■ EXTRAIT PROPOSÉ:
= = =

Toutes les citations en italiques sont extraites d’échanges par mails, de janvier à mars 2016. Fabrice Ney m’avait contacté via Démarches durant une période qu’il consacrait au classement et à la réactualisation de son œuvre photographique. [NDRL]
Démarches rend hommage à Fabrice Ney, photographe auteur décédé le 25 février 2025 à Marseille.
Sa carrière de photographe commence après des études en sciences économiques, avec un intérêt poussé pour les aspects sociaux, historiques et philosophiques.
Il commence par exercer divers métiers, « j’ai occupé dans l’industrie métallurgique, les postes de responsable qualité, de responsable de la prévention des risques professionnels et de responsable de l’ingénierie pédagogique », avant de se consacrer à une pratique photographique exigeante de lieux et de territoires, dont il sera un mémorialiste passionné.
Il décompose son expérience ainsi :
« Professionnelle : de la pratique régulière d’une activité qui permet de délimiter un champ d’expertise socialement signifiant
Scientifique : d’une mise en situation permettant de tester la validité et les limites d’une hypothèse, d’une proposition, (l’expérimentation désigne les modalités de mise en œuvre de cette expérience)
Vécue : de la confrontation à quelque chose qui advient et qui provoque chez celui qui en est l’objet, le besoin une réappropriation réflexive en tant que sujet »
Dès 1978, il capture des espaces urbains, industriels, agricoles et naturels, créant un catalogue photographique riche et varié. Son œuvre se distingue par une approche systématique et analytique des paysages et des environnements qu’il photographie.

Il interroge le vocabulaire :
« J’ai, par exemple, une difficulté concernant l’usage, selon moi abusif, du mot territoire. Ce qui est parfois ainsi désigné, me semble caractériser plutôt le lieu.
De même, avec le simple mot de « marche ». J’éprouve des réticences au concept déployé par certains de photographes-marcheurs : car ce que beaucoup entendent par-là, les relie au paysage comme point de vue.
Je pense que les notions de paysage et de territoire sont intimement liées: ils ont trait aux principes organisateurs de nos environnements. Pour moi la notion de lieu, nous plonge directement dans l’expression de l’intersubjectivité des acteurs (d’où le lien entre lieu et mode de découverte par la marche comme promenade ou flânerie). Ce qui ne peut être le cas avec le territoire que nous le considérions comme domestique (distribution des rôles familiaux et organisation de l’habitat) ou plus large au niveau de ses aménagements, de la maitrise des flux et des affectations fonctionnelles. »
Il précise sa conception du parcours et du déplacement :
« L’assemblage d’images, comme expression des déplacements physiques reste à mon sens valide, mais cette proposition doit être analysée comme inhérente à l’acte photographique. Effectivement, ce qui nous intéresse ce n’est pas ce déplacement mais son résultat, la vision morcelée-recomposée, je pourrais l’aborder une autre fois avec la question du témoin et de la mémoire. De même la fluidité des parcours dans un espace donné, par exemple dans ZUP n°1, est importante à noter dans la constitution du corpus, car elle participe de son unité. Mais ici encore, elle sert à marquer la position du témoin et résulte de ma décision sur la qualité de déplacement dans l’espace, et de ma posture photographique en tant qu’auteur. »

= = =

■ DONNÉES FOURNIES:
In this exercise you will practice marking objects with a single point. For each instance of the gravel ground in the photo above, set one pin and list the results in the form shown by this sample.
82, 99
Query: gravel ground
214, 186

= = =

■ CONSIGNE: D'après l'extrait consacré à Fabrice Ney, à partir de quelle année photographie-t-il des espaces urbains, industriels, agricoles et naturels ? Ces données n'ont aucun lien avec l'extrait.

■ RÉPONSE ATTENDUE: Dès 1978.